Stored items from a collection
• • • • • • •
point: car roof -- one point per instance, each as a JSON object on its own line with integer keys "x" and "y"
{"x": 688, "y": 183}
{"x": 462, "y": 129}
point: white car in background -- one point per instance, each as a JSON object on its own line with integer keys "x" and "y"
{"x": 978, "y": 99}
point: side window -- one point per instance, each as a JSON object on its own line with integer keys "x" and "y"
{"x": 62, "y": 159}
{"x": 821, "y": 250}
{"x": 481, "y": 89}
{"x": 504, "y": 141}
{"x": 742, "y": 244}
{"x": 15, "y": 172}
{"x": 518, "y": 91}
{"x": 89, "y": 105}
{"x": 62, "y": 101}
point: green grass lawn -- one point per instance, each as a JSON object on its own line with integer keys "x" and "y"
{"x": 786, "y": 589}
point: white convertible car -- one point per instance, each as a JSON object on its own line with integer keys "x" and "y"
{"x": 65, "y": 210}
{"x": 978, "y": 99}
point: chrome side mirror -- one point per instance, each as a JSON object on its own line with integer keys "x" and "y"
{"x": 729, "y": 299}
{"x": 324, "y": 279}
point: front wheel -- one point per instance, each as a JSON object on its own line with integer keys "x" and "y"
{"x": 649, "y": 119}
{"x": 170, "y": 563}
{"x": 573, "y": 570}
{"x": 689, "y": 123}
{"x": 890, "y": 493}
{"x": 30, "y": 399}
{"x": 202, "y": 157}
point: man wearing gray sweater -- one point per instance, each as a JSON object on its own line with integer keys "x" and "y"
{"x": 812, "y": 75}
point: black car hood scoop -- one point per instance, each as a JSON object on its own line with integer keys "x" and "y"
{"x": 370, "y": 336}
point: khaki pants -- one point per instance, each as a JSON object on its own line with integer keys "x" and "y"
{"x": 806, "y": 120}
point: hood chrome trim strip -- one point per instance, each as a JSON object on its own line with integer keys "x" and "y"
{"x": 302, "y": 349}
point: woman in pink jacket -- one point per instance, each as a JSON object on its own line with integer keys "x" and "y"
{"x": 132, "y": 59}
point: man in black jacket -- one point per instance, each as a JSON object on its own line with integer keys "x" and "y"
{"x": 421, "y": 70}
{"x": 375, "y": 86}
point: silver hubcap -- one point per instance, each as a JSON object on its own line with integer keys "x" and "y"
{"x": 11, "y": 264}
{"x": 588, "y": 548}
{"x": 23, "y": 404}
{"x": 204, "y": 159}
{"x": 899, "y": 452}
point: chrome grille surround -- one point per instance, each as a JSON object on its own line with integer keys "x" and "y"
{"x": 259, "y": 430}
• • • • • • •
● What the exercise asks
Restate the data above in full, word for word.

● Answer to this exercise
point: car roof -- one point per instance, each as a JSON object on its own line with integer keys "x" and "y"
{"x": 688, "y": 183}
{"x": 462, "y": 129}
point: white car in background -- one point per instance, each as a JSON object on its own line with integer keys "x" and "y"
{"x": 978, "y": 99}
point: side window -- one point per instance, each as a JSON object on its own line with integer keys "x" and "y"
{"x": 62, "y": 159}
{"x": 821, "y": 250}
{"x": 481, "y": 89}
{"x": 504, "y": 141}
{"x": 742, "y": 244}
{"x": 15, "y": 172}
{"x": 518, "y": 91}
{"x": 89, "y": 105}
{"x": 62, "y": 101}
point: green grass lawn -- one point per instance, each as a JSON object on its own line with integer keys "x" and "y"
{"x": 786, "y": 589}
point: white convertible car -- one point per instance, each as a JSON object on its own line with integer keys "x" and "y"
{"x": 65, "y": 210}
{"x": 978, "y": 99}
point: chrome side mirror -- one point per instance, each as a JSON object on its own line with integer keys "x" and "y"
{"x": 729, "y": 299}
{"x": 324, "y": 279}
point: front wheel -- one point per instance, each as a JSON object on its own line with integer keys "x" and "y"
{"x": 649, "y": 119}
{"x": 170, "y": 563}
{"x": 573, "y": 570}
{"x": 689, "y": 123}
{"x": 890, "y": 493}
{"x": 30, "y": 399}
{"x": 202, "y": 157}
point: man wearing gray sweater -- one point per instance, each as a JSON object on its own line with integer keys "x" and "y"
{"x": 812, "y": 75}
point: black car hood scoop -- one point per instance, each as a JSON object on its own line with integer keys "x" and "y"
{"x": 370, "y": 336}
point: khaki pants -- one point per instance, each as a JSON object on its own line with integer keys "x" and "y"
{"x": 806, "y": 120}
point: hood chrome trim strip -- one point per instance, each as a JSON object on its own line with integer keys "x" and "y"
{"x": 302, "y": 349}
point: woman in pink jacket -- one point per instance, each as a JSON object on its own line with integer keys "x" and "y"
{"x": 132, "y": 59}
point: man in black jacket -- one point per instance, each as a JSON object on its own line with integer keys "x" and "y"
{"x": 421, "y": 70}
{"x": 375, "y": 86}
point: silver hubcap -- one point per instance, each as a JSON object on its own line with integer keys "x" and "y"
{"x": 11, "y": 264}
{"x": 588, "y": 548}
{"x": 23, "y": 404}
{"x": 204, "y": 159}
{"x": 899, "y": 452}
point: chrome grille surround -- one point per instance, each as a JSON object on its own line with integer keys "x" and "y"
{"x": 259, "y": 430}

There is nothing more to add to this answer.